> Tasks for this exercise:
A - Reproduce the part of the Ibn Shahrashub profile between "Iranian Shia Muslim" and "of Iranian descent.", inclusive.
B - Using the Ibn Shahrashub profile, state whether each statement agrees with it, and quote the deciding words: (i) His teacher was Shaykh Tabarsi. (ii) He belonged to the Ismaili sect. (iii) He was sometimes nicknamed Rashīd al-Dīn.

[Start Extract provided]

- Title: Al-Shaykh al-Aqdam

Personal life
- Born: 1095
- Died: 1192 (aged 96–97)
- Region: Iran, Iraq
- Main interest(s): History, Hadith, Rijal, Fiqh
- Notable work(s): Manaqib Of Ale Abi Talib, Ma'alim al-Qur'an

Religious life
- Religion: Islam
- Denomination: Shia
- Sect: Twelver

Muslim leader
- Teacher: Shaykh Tabarsi
- Students Ibn Zuhra al-Halabi, Yahya ibn Bitriq;

= Ibn Shahrashub =

Iranian Shia Muslim scholar and jurist (12th century)

Zayn al-Dīn Abū Jaʿfar Muḥammad ibn ʿAlī ibn Shahrāshūb (Arabic: زین الدین أبو جعفر محمد بن علي بن شهرآشوب), more commonly known simply as Ibn Shahrāshūb (إبن شهرآشوب), sometimes nicknamed as Rashīd al-Dīn and ʿIzz al-Dīn, died 1192, was a 12th century Shia Muslim scholar, commentator and jurist of Iranian descent.

[End Extract provided]
[Start Entries supplied]

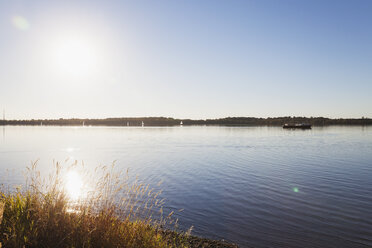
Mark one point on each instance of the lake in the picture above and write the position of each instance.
(255, 186)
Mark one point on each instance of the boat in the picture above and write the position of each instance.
(300, 126)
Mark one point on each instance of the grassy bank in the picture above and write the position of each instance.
(43, 213)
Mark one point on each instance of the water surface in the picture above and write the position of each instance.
(256, 186)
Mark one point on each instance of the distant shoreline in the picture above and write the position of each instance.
(165, 121)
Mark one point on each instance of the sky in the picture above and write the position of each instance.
(185, 59)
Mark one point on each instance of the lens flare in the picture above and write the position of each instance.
(20, 23)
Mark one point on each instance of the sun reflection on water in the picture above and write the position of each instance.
(74, 185)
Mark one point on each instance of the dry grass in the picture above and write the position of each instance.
(43, 215)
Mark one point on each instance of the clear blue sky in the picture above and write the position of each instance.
(185, 59)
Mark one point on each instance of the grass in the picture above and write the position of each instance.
(42, 214)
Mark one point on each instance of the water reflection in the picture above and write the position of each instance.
(74, 185)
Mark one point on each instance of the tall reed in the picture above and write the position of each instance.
(112, 210)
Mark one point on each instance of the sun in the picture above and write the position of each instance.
(75, 56)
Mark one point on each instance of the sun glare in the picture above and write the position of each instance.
(74, 185)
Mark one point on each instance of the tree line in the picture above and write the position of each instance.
(166, 121)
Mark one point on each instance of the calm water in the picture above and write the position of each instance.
(256, 186)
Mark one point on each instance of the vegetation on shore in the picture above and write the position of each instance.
(163, 121)
(43, 214)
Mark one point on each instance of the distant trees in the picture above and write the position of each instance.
(166, 121)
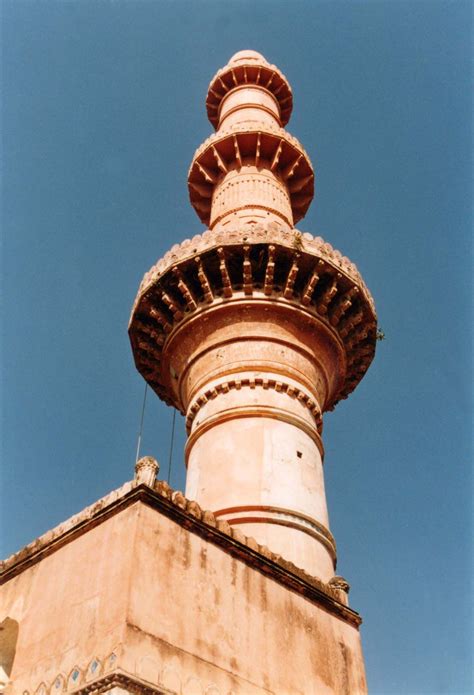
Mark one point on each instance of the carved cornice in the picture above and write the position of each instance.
(284, 517)
(253, 71)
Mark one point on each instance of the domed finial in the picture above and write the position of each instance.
(246, 69)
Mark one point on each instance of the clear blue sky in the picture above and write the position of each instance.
(103, 107)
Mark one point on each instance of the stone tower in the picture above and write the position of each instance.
(251, 330)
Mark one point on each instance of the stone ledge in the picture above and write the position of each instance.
(188, 514)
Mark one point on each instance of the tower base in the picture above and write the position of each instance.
(145, 593)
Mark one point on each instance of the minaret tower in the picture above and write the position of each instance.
(253, 329)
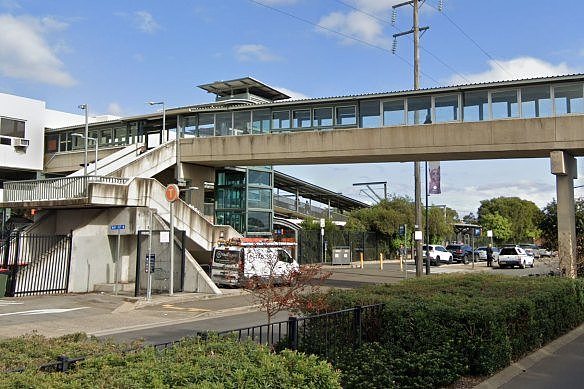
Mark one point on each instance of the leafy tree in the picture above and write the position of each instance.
(500, 226)
(523, 215)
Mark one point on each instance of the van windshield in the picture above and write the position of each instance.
(227, 257)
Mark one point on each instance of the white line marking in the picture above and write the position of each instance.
(42, 311)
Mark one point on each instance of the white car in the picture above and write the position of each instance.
(438, 254)
(514, 256)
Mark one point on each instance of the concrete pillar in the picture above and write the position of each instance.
(563, 166)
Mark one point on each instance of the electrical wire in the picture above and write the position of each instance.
(421, 47)
(362, 41)
(470, 38)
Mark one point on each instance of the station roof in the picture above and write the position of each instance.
(314, 192)
(241, 85)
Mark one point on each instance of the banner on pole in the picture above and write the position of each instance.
(434, 173)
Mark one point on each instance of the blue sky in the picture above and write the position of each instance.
(116, 55)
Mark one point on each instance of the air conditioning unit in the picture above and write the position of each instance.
(20, 142)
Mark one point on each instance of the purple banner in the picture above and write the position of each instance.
(434, 174)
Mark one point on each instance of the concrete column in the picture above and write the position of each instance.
(563, 166)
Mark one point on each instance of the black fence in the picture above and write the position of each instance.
(325, 334)
(310, 245)
(36, 264)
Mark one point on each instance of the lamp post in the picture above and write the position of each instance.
(86, 109)
(88, 138)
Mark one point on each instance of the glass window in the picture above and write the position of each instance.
(105, 137)
(301, 118)
(190, 129)
(504, 104)
(52, 143)
(259, 221)
(568, 99)
(346, 116)
(255, 177)
(261, 121)
(206, 125)
(223, 124)
(280, 119)
(536, 102)
(419, 110)
(242, 122)
(369, 114)
(259, 198)
(11, 127)
(446, 108)
(476, 106)
(120, 135)
(394, 113)
(323, 117)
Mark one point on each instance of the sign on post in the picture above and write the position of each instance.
(150, 263)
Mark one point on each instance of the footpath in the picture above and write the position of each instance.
(103, 314)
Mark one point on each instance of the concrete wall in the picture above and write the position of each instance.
(510, 138)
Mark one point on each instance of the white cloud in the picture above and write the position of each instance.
(145, 22)
(293, 95)
(254, 52)
(517, 68)
(364, 24)
(115, 109)
(25, 52)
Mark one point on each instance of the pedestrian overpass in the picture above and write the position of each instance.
(249, 125)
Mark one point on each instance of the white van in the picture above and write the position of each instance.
(233, 265)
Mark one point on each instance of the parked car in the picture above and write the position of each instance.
(530, 249)
(514, 256)
(460, 252)
(438, 254)
(481, 253)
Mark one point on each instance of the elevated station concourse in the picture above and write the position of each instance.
(230, 145)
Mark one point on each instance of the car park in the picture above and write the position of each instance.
(481, 253)
(460, 252)
(530, 249)
(438, 254)
(514, 256)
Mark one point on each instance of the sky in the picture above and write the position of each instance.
(115, 55)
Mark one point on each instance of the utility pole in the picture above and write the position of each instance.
(417, 177)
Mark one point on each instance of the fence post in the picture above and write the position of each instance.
(293, 332)
(357, 324)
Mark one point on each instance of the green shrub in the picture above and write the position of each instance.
(215, 363)
(466, 324)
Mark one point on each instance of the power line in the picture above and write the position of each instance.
(471, 39)
(340, 34)
(395, 27)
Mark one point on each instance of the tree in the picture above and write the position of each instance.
(500, 226)
(523, 215)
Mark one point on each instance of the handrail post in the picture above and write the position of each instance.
(293, 332)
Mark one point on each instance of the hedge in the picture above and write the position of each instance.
(436, 329)
(214, 363)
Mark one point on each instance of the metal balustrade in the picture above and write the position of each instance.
(54, 188)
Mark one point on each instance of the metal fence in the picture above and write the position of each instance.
(54, 188)
(326, 334)
(36, 264)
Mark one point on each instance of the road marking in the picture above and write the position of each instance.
(170, 306)
(7, 303)
(42, 311)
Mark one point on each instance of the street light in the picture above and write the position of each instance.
(86, 109)
(88, 138)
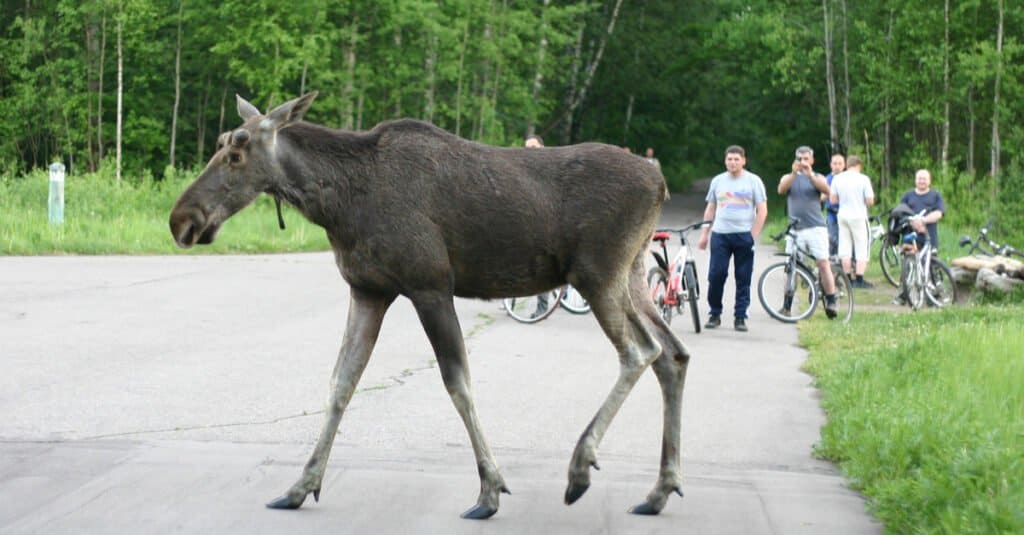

[End Entries supplied]

> Solution set:
A -
Iranian Shia Muslim scholar and jurist (12th century)

Zayn al-Dīn Abū Jaʿfar Muḥammad ibn ʿAlī ibn Shahrāshūb (Arabic: زین الدین أبو جعفر محمد بن علي بن شهرآشوب), more commonly known simply as Ibn Shahrāshūb (إبن شهرآشوب), sometimes nicknamed as Rashīd al-Dīn and ʿIzz al-Dīn, died 1192, was a 12th century Shia Muslim scholar, commentator and jurist of Iranian descent.

B -
(i) Yes: "Teacher: Shaykh Tabarsi"
(ii) No: "Sect: Twelver"
(iii) Yes: "sometimes nicknamed as Rashīd al-Dīn and ʿIzz al-Dīn"